## Exercise
The result should be a word-for-word retyping of the entries below, free of pictures.

[Dataset excerpts]
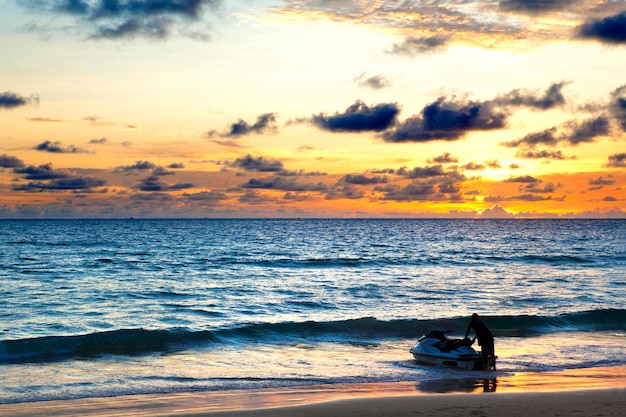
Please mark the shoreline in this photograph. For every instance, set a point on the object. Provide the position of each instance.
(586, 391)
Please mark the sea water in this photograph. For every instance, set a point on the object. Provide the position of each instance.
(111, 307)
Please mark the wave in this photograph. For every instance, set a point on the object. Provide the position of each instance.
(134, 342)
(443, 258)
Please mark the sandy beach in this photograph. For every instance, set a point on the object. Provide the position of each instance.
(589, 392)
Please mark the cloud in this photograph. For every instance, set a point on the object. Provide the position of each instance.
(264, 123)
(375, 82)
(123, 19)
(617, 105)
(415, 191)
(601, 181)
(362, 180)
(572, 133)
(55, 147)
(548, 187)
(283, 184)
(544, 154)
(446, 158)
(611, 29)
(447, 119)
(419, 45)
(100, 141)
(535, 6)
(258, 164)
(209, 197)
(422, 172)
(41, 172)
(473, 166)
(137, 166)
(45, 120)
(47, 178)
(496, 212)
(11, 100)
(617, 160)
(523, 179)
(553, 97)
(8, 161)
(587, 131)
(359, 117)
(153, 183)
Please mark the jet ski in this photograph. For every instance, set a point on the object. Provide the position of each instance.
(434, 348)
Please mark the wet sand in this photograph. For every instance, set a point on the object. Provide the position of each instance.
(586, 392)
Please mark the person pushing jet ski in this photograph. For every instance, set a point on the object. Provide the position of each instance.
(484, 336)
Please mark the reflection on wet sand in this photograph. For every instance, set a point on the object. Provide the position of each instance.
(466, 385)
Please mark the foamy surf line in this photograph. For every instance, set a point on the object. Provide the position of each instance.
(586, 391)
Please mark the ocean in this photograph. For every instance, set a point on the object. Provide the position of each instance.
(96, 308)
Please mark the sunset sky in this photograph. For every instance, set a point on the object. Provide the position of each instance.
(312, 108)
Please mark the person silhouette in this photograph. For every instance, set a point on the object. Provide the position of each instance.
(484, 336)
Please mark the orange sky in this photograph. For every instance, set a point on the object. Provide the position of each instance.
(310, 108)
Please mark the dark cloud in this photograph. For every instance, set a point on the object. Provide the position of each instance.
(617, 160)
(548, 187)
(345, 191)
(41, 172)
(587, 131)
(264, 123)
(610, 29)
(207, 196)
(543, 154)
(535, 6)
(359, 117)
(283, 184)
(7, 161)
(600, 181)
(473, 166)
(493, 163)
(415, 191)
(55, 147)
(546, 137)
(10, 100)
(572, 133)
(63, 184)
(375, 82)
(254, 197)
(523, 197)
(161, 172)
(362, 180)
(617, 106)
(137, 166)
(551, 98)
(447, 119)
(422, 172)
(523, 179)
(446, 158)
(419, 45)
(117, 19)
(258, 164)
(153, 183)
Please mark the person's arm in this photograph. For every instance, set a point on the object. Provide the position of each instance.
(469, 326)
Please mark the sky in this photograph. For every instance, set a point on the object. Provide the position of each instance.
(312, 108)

## Output for this task
Please mark the shoreline in this photograph. For every instance, set a point on the object. Provide the position of each instance.
(586, 391)
Please mark the sea water in this photograph. For every instance, set a point on the object. Provide the position of each instance.
(111, 307)
Please mark the wave in this photograph. For every instance, set a point on the object. Provide the position of each instance.
(134, 342)
(443, 258)
Please mark the sandy beach in this photograph. For every instance, set a point on the object. Provide the position of each instance.
(589, 392)
Please mark the cloud in this photograph. For every instance, set a point on the object. Provide the position of each instance.
(264, 123)
(375, 82)
(123, 19)
(617, 105)
(415, 191)
(601, 181)
(362, 180)
(572, 133)
(55, 147)
(548, 187)
(283, 184)
(544, 154)
(446, 158)
(611, 29)
(447, 119)
(419, 45)
(100, 141)
(535, 6)
(258, 164)
(209, 197)
(422, 172)
(41, 172)
(473, 166)
(137, 166)
(45, 120)
(47, 178)
(496, 212)
(11, 100)
(617, 160)
(523, 179)
(553, 97)
(8, 161)
(587, 131)
(359, 117)
(153, 183)
Please mark the jet ski in this photograph. For every instance, set a point on the object. Provide the position of each instance.
(434, 348)
Please mark the wet sand in this photograph. For every instance, set a point on the object. Provide the position of each instance.
(586, 392)
Please mark the person pushing jet ski in this photograph. For every instance, set a point on the object. Provide the position of each instance.
(484, 336)
Please mark the reflection on wet sand in this photograph. For every instance, set a point on the object. Provide the position of each instance.
(466, 385)
Please mark the foamy surf line in this photograph. For every instance, set a point on the object. Provide the position of each instance.
(586, 391)
Please mark the ocean in this photograph. For every instance, set a point on the object. Provide the position of each instance.
(96, 308)
Please mark the sunset sky in this photograph. For every instance, set a point on the object. Provide the position of each instance.
(312, 108)
Please mark the person silhouette in this photograph. For every instance, set a point on the object. Provide the position of each instance.
(484, 336)
Please mark the orange sky in this photograph. For every instance, set a point on the object. Provide the position of each instance.
(310, 108)
Please mark the dark cloud in this photograph. For every instance, set a point on the object. Provide the position of each instance.
(617, 160)
(548, 187)
(345, 191)
(41, 172)
(587, 131)
(264, 123)
(610, 29)
(207, 196)
(543, 154)
(535, 6)
(359, 117)
(283, 184)
(7, 161)
(600, 181)
(473, 166)
(493, 163)
(415, 191)
(55, 147)
(546, 137)
(10, 100)
(572, 133)
(63, 184)
(375, 82)
(254, 197)
(523, 197)
(161, 172)
(362, 180)
(617, 106)
(137, 166)
(551, 98)
(447, 119)
(422, 172)
(523, 179)
(446, 158)
(419, 45)
(117, 19)
(258, 164)
(153, 183)
Please mark the person's arm in this photograph. For every instance, set a point on the object. Provide the position of each instance.
(469, 326)
Please mark the sky in this photograph. For every instance, set a point on the object. Provide the position of each instance.
(312, 108)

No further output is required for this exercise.